### [EXERCISE TASKS]
1/ In the text on taxes for non-residents with property on Mallorca, what percentage of the cadastral value is used when that value has not been newly determined or revised in the relevant period?
2/ Resume the text on taxes for non-residents with property on Mallorca, picking up after its final sentence.

### [SELECTION]
[Begin]
Costs, Taxes & Financing

Taxes for Non-Residents with Property on Mallorca

What owners without Spanish tax residency should know about IRNR, Modelo 210, owner-occupation and renting.

Anyone who owns a property on Mallorca but is not tax resident in Spain generally falls under the Spanish Non-Resident Income Tax, the Impuesto sobre la Renta de no Residentes (IRNR). The decisive factor is not whether you have an NIE or how often you visit the property, but whether you are considered a resident or non-resident under Spanish rules.

Resident or Non-Resident: the tax difference

A natural person is considered tax resident in Spain in particular if they stay in Spain for more than 183 days in the calendar year, if the center of their economic interests is in Spain, or if their spouse and minor children usually live in Spain. The classification generally applies for the entire calendar year.

Residents pay tax in Spain on their worldwide income via IRPF. Non-residents only pay tax in Spain on certain income from Spanish sources. This includes income from a property on Mallorca: even if the property is only used privately and no rental income is generated.

Owner-Occupation: tax even without renting

For an owner-occupied or vacant property, Spain assumes a notional property yield. This is declared using Modelo 210. The tax base is generally based on the cadastral value (valor catastral), which can be found on the IBI assessment and in the cadastral reference of the property.

The rate is generally 1.1% of the cadastral value if the cadastral value has been newly determined or revised in the relevant period; otherwise 2%. The IRNR tax rate is applied to the amount thus determined.
[End]
### [SOURCE EXCERPT]
[Begin]
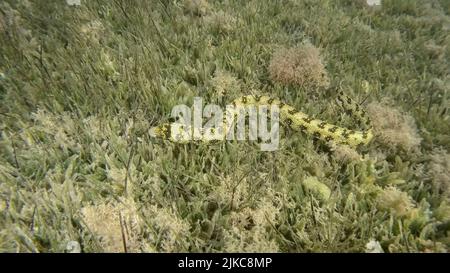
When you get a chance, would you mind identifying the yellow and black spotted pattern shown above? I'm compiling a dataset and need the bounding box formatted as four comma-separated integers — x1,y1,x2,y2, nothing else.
151,92,373,147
[End]
### [ANSWERS BY TASK]
1/ 2% of the cadastral value.

2/
For taxpayers resident in the EU, Iceland, Norway or Liechtenstein, the general rate is 19%. For other non-residents, it is generally 24%. For pure owner-occupation, no ongoing costs are deductible.

Renting: declare rental income separately

When renting, the actual rental income received is taxable in Spain. Modelo 210 is also used regularly for this. Taxpayers from the EU and certain EEA states can generally deduct costs directly related to and documented for the rental under the IRNR rules. Non-residents outside this EU/EEA framework, on the other hand, are generally taxed on gross income.

Annual declaration and deadlines

For owner-occupation or vacancy, the declaration must generally be submitted in the calendar year following the tax year. Rental income is generally declared quarterly; depending on the case, an annual grouping may also be possible for income from 2024 onwards.

Why tax advice is important

The non-resident tax seems formal at first glance, but in practice it is prone to errors. Common risk points are incorrect residency, overlooked owner-occupation, incorrect cadastral value, failure to apportion rental and owner-occupation days, missing documentation for cost deductions, incorrect tax rate, or late filing.

Advice is also important because the Spanish declaration interacts with the home country. When selling a property by non-residents, the buyer generally withholds 3% of the purchase price as an advance payment on Spanish tax and remits it via Modelo 211.

Sources

Thomas Mallorca Real Estate S.L.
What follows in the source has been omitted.